- _Short exercise_
Every line of the material below should be repeated exactly.

- _Material shown_
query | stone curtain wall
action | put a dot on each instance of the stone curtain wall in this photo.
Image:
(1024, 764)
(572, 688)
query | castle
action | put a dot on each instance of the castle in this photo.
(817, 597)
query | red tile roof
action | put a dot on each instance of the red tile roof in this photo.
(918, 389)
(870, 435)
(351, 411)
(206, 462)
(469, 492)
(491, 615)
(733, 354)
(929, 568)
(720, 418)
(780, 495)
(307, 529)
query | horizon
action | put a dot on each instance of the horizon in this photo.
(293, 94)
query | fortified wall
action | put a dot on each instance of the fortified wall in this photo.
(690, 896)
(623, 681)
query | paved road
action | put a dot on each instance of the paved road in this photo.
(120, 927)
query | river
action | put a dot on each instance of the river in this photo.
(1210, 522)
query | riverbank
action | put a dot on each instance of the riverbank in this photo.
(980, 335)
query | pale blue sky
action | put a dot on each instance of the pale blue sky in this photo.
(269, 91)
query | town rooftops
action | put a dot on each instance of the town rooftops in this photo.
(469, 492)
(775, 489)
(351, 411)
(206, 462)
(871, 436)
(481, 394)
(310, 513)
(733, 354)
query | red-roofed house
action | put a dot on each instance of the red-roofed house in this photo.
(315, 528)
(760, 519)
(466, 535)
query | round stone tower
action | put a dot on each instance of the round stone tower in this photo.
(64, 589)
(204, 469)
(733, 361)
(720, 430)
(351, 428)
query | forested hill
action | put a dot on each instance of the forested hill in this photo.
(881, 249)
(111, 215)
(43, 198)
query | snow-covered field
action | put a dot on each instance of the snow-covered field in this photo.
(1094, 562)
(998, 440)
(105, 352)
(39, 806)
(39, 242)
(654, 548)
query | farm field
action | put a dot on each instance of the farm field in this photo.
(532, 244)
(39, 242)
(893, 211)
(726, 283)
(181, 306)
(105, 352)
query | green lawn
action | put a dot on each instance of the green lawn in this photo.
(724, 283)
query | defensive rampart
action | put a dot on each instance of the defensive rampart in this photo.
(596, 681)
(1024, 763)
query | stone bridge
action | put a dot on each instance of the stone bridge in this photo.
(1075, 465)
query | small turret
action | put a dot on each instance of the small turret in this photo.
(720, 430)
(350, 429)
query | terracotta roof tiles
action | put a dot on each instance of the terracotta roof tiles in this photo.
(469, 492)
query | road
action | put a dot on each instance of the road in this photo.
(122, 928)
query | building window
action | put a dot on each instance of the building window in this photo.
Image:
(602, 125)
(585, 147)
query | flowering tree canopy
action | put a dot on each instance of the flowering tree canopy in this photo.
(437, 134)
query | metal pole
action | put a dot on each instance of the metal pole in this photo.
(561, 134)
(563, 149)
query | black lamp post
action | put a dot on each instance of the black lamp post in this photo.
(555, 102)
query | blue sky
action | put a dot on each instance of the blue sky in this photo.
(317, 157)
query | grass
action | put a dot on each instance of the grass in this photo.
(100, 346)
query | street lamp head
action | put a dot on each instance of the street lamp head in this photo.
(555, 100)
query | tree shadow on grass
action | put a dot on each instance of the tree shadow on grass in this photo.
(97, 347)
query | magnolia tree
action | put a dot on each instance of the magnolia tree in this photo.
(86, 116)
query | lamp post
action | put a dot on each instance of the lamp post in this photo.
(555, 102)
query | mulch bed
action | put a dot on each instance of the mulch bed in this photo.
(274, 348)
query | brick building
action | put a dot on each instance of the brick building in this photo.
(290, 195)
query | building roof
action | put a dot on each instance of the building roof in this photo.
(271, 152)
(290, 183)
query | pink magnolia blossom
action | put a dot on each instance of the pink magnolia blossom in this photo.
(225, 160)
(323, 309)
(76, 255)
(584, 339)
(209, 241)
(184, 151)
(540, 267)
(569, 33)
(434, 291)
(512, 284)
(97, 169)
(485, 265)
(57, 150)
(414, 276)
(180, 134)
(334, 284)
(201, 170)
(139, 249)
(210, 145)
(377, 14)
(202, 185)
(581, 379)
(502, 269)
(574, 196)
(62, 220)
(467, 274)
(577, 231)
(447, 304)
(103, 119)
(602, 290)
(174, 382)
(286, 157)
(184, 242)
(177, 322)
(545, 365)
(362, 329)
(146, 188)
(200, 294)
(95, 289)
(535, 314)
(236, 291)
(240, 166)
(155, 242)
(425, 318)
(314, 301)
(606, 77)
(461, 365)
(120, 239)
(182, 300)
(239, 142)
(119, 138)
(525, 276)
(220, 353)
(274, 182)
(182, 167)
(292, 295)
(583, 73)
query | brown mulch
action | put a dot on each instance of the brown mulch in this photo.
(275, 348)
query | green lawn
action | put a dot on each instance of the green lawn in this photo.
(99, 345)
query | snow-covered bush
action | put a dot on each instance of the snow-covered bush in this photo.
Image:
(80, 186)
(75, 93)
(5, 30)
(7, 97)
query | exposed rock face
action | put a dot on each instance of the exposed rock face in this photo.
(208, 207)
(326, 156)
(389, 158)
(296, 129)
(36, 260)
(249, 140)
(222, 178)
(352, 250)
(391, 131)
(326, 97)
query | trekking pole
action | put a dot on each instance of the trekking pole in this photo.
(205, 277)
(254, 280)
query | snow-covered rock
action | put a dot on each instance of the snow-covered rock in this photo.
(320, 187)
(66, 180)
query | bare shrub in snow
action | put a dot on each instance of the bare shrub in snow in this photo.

- _Answer for the task_
query | stone curtain wall
action | put a dot on each instance of the stone curtain wall in this photo.
Image:
(1024, 764)
(572, 688)
query | castle
action | put a dot on each instance of the castle in this photo.
(817, 597)
query | red tile roof
action | put a dot on each instance of the red tile roof in this photo.
(918, 389)
(870, 435)
(351, 411)
(206, 462)
(469, 492)
(491, 615)
(733, 354)
(929, 568)
(720, 418)
(780, 495)
(307, 529)
query | horizon
action | put a dot on each instance of the horizon in this photo.
(293, 94)
query | fortified wall
action | put a dot on each instance of the fortified wall in this photo.
(690, 896)
(623, 681)
query | paved road
action | put a dot on each instance of the paved road in this photo.
(120, 927)
query | river
action | put a dot on each instance of the river in this photo.
(1210, 522)
query | riverbank
action | put a dot on each instance of the riverbank in this photo.
(980, 335)
query | pale blue sky
action | put a dot on each instance of the pale blue sky in this photo.
(269, 91)
query | town rooftops
action | put a dot on each instance of the town rooftops in this photo.
(469, 492)
(775, 489)
(351, 411)
(206, 462)
(871, 436)
(481, 394)
(310, 513)
(733, 354)
query | red-roofed house
action | put a dot on each instance of the red-roofed house in this photo.
(315, 528)
(760, 519)
(466, 535)
query | round stone tower
action | put a dot on each instance of the round stone tower in this photo.
(64, 589)
(204, 469)
(733, 361)
(720, 430)
(351, 428)
query | forested hill
action | put a dot on each instance of the forested hill in this photo.
(881, 249)
(111, 215)
(43, 198)
query | snow-covered field
action | put a dot on each instance of the snow-covered field in this photo.
(1094, 562)
(998, 440)
(105, 352)
(39, 806)
(39, 242)
(654, 548)
query | farm field
action | put a dot on each instance of the farm field in this photo.
(532, 244)
(39, 242)
(893, 211)
(726, 283)
(181, 306)
(105, 352)
query | green lawn
action | put a dot on each instance of the green lawn in this photo.
(724, 283)
query | defensive rampart
action | put a dot on each instance of the defensive rampart in this photo.
(596, 681)
(1024, 763)
query | stone bridge
action | put a dot on each instance of the stone bridge in this photo.
(1075, 465)
query | small turret
action | put a dot on each instance of the small turret in this photo.
(720, 430)
(350, 429)
query | terracotta roof tiles
action | put a dot on each instance of the terracotta roof tiles in this photo.
(469, 492)
query | road
action | put a dot on each instance of the road in this photo.
(122, 928)
query | building window
action | put a dot on each instance of the building window in this photo.
Image:
(602, 125)
(585, 147)
query | flowering tree canopy
action | put a dot on each instance of the flowering tree canopy in this photo.
(437, 134)
query | metal pole
action | put a dot on each instance of the metal pole in this photo.
(561, 134)
(563, 149)
query | black lamp post
action | put a dot on each instance of the black lamp post in this photo.
(555, 102)
query | blue sky
action | put a dot on each instance of the blue sky in this photo.
(317, 157)
query | grass
action | put a dot on each instance of the grass in this photo.
(100, 346)
query | street lamp head
action | put a dot on each instance of the street lamp head in this photo.
(555, 100)
query | tree shadow on grass
action | put a dot on each instance of the tree shadow on grass in this photo.
(97, 347)
query | magnolia tree
action | put a dot on each instance of the magnolia tree in this photo.
(86, 116)
query | lamp post
action | put a dot on each instance of the lamp post in this photo.
(555, 102)
query | mulch bed
action | put a dot on each instance of the mulch bed in this photo.
(274, 348)
query | brick building
action | put a dot on each instance of the brick building in this photo.
(290, 195)
query | building roof
action | put a dot on each instance of the building roof in this photo.
(271, 152)
(290, 183)
query | pink magnolia blossom
action | put a dot on each instance of the pink magnolia blossom in this photo.
(225, 160)
(323, 309)
(76, 255)
(584, 339)
(209, 241)
(184, 151)
(540, 267)
(569, 33)
(434, 291)
(512, 284)
(97, 169)
(485, 265)
(57, 150)
(414, 276)
(180, 134)
(334, 284)
(201, 170)
(139, 249)
(210, 145)
(377, 14)
(202, 185)
(581, 379)
(502, 269)
(574, 196)
(62, 220)
(467, 274)
(577, 231)
(447, 304)
(103, 119)
(602, 290)
(174, 382)
(286, 157)
(184, 242)
(177, 322)
(545, 365)
(362, 329)
(146, 188)
(200, 294)
(95, 289)
(535, 314)
(236, 291)
(240, 166)
(155, 242)
(425, 318)
(314, 301)
(606, 77)
(461, 365)
(120, 239)
(182, 300)
(239, 142)
(119, 138)
(525, 276)
(220, 353)
(274, 182)
(182, 167)
(292, 295)
(583, 73)
query | brown mulch
action | put a dot on each instance of the brown mulch in this photo.
(275, 348)
query | green lawn
action | put a dot on each instance of the green lawn in this photo.
(99, 345)
query | snow-covered bush
action | put a dot on each instance of the snow-covered bush in this photo.
Image:
(80, 186)
(75, 93)
(5, 30)
(7, 97)
query | exposed rock face
action | put a dot on each instance of the exposed rock face in this photo.
(208, 207)
(326, 156)
(389, 158)
(296, 129)
(36, 260)
(249, 140)
(222, 178)
(352, 250)
(391, 131)
(326, 97)
query | trekking pole
action | put a dot on each instance of the trekking pole in this photo.
(205, 277)
(254, 280)
query | snow-covered rock
action | put a dot on each instance of the snow-covered rock in this photo.
(320, 187)
(66, 180)
query | bare shrub in snow
action | put a dot on each instance of the bare shrub in snow in this photo.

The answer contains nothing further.